• [Extract to read]
THE SHAM AND THE SHAME
Sir:
SPORTS ILLUSTRATED and John Underwood have given the sports-loving people of this country a true challenge for the decade of the '80s (Special Report: The Writing Is on the Wall, May 19). Parents, students, educators, coaches and administrators must join together to put an end to the notion that a student-athlete's best interest is served when he is "taken care of" so that he can remain "eligible" and move to the next level of competition. The true strength of a society is measured by how it educates its children, or as Dr. Ewald B. Nyquist of Pace University says, the problem is moral, "not educational, not economic or fiscal, not social—but moral. And what is morally wrong can never be educationally right."

Concerned people like Chick Sherrer of Athletes For Better Education, Dr. Harry Edwards of the University of California at Berkeley, Father Thomas A. James of Los Angeles' Verbum Dei High School and others who share their vision of correcting decades of neglect of the student-athlete need the total support of everyone involved with sports and education.
RICHARD C. KOSIK
Co-Director
City Streets, Education for Life Inc.

• [Goal of the exercise]
Answer these questions on the letter above, one per line:
1. What is the date of the Special Report the letter cites?
2. With which university is Dr. Ewald B. Nyquist associated?
3. What position does Richard C. Kosik hold, and at which organization?
The material that comes next has no connection to the letter above.

[Pointing dataset material]
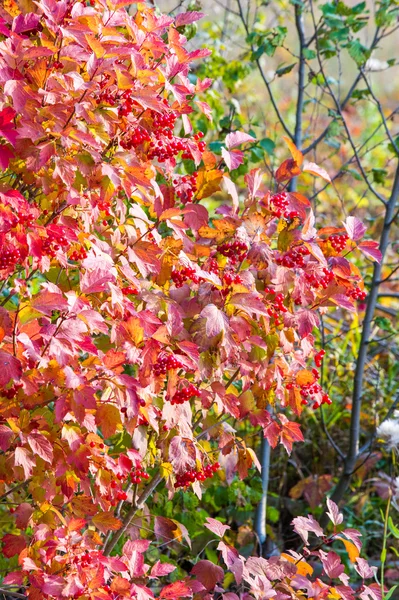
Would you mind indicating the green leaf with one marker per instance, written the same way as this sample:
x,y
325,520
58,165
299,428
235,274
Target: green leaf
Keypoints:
x,y
358,52
268,145
216,147
284,70
272,514
383,323
390,593
309,54
379,175
393,529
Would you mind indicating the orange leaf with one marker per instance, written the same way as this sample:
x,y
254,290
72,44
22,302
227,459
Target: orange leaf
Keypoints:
x,y
287,170
316,170
304,377
108,418
351,549
295,153
208,182
105,521
96,46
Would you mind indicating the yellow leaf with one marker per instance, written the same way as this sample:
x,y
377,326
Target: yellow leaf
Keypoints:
x,y
295,153
11,7
96,46
222,229
165,470
135,330
302,566
208,182
107,419
106,521
38,72
351,549
305,377
124,80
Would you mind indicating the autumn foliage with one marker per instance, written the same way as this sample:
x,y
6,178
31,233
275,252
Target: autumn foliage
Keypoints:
x,y
135,328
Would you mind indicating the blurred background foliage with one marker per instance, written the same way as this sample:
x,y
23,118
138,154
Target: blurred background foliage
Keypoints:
x,y
324,74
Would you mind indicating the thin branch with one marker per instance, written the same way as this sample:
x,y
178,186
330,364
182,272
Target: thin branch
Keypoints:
x,y
263,76
300,27
372,306
341,115
345,101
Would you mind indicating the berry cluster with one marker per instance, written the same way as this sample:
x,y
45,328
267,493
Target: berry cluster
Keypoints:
x,y
181,275
9,257
25,220
311,392
11,392
279,204
55,66
165,150
138,474
107,97
277,305
318,358
165,363
235,251
229,277
338,241
78,254
294,257
316,281
126,103
163,123
184,394
212,266
129,290
357,294
134,138
54,241
187,187
189,476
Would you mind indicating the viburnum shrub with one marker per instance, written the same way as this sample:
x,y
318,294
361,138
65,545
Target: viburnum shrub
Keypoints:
x,y
135,329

• [Solution to this problem]
1. May 19
2. Pace University
3. Co-Director of City Streets, Education for Life Inc.